Given request
Write out exactly the lines from the one containing "of the plastic" through the last line of the records below, including both.
────
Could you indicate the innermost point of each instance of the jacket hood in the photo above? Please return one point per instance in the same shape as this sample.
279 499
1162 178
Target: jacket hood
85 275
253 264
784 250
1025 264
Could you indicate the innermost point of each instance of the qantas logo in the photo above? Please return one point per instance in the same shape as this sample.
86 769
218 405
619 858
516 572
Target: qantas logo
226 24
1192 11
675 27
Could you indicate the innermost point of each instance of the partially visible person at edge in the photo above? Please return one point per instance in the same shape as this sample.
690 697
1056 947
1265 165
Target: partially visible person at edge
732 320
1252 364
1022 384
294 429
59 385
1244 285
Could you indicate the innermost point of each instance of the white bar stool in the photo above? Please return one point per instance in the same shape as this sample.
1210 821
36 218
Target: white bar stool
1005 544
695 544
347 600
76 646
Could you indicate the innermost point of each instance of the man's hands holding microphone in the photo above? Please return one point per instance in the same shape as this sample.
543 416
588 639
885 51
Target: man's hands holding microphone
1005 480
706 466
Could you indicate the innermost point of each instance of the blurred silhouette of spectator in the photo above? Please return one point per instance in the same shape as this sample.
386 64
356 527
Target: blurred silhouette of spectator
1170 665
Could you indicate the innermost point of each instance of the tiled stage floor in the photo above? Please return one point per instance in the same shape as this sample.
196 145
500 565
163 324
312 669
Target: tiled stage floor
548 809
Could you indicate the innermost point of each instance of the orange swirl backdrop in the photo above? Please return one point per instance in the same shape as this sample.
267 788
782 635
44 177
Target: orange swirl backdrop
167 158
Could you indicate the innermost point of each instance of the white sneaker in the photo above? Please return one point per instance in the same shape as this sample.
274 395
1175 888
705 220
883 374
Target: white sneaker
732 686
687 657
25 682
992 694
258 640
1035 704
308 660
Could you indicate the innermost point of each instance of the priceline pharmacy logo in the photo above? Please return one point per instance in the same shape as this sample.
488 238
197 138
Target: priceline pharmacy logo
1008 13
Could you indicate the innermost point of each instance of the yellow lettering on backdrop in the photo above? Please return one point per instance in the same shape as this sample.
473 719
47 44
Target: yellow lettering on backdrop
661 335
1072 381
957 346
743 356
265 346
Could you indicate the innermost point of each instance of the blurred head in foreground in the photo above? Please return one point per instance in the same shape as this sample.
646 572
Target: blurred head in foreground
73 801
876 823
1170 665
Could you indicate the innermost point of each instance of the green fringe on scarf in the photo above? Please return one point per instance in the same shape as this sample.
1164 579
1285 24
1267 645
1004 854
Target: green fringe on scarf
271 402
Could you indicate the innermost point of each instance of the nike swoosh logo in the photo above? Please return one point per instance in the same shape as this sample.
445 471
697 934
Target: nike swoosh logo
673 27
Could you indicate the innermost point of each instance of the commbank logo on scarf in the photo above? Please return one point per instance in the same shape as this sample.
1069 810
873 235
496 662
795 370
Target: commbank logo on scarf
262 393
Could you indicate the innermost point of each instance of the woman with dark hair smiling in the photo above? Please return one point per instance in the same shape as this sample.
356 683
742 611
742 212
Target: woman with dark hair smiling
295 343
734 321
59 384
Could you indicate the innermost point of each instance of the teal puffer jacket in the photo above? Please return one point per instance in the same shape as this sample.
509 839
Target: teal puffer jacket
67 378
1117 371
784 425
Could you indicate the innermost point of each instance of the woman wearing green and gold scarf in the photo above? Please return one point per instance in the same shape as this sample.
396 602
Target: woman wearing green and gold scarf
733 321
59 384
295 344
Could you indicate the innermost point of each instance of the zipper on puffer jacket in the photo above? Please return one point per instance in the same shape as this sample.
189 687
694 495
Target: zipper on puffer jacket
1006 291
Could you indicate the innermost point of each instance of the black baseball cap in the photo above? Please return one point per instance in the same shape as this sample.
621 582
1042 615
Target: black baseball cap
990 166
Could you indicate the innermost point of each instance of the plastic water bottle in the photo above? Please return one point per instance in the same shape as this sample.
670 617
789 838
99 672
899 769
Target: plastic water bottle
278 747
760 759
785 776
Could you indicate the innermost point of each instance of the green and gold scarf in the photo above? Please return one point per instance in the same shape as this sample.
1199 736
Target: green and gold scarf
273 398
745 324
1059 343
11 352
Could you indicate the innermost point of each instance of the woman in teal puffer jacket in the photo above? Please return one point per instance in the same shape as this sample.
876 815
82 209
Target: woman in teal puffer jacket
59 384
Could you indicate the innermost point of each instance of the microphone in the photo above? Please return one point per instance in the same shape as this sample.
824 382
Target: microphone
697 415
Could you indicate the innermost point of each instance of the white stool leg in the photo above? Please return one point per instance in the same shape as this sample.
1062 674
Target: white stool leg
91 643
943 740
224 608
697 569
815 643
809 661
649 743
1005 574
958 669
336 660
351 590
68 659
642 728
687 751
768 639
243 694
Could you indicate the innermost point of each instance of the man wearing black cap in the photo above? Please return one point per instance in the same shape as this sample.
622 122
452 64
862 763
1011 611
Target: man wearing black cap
────
Response to this exercise
Could you indicate the innermost point of each instance of the plastic water bottle in the photo above? Please return one point per instance in the same shape as this sample.
670 617
789 838
99 672
899 769
Target: plastic water bottle
278 747
760 759
785 776
Could you indicate the innermost point of each instance of the green and gold scarf in the photo above? Please return one point per instance in the same shape as this sample.
1199 736
Target: green and gold scarf
273 398
745 324
1059 343
11 352
Could you indicate the innermost point of each instance of the woman in teal puffer jacket in the photo above? Please return one point per instance in the same shape as this sample.
876 815
82 209
Target: woman in teal puffer jacket
59 384
Could you indicate the innermost point of each instance of the microphone in the photo above? Please return one point per instance in the same shape as this sample.
824 382
Target: microphone
697 415
Could you indicate the innermost point of each instance of the white stool leg in the photo above? Please return one point per instance in the same shape as this sample.
1062 674
Target: white stool leg
91 643
943 740
224 608
697 569
815 643
809 661
649 743
1005 574
958 669
336 660
351 590
68 659
642 728
687 751
768 639
243 694
Could you indicate the innermost point of each instance of the man wearing black cap in the photo above? Please return one point per instance in the same shape as this sample.
622 122
452 64
862 763
1011 611
Target: man wearing black cap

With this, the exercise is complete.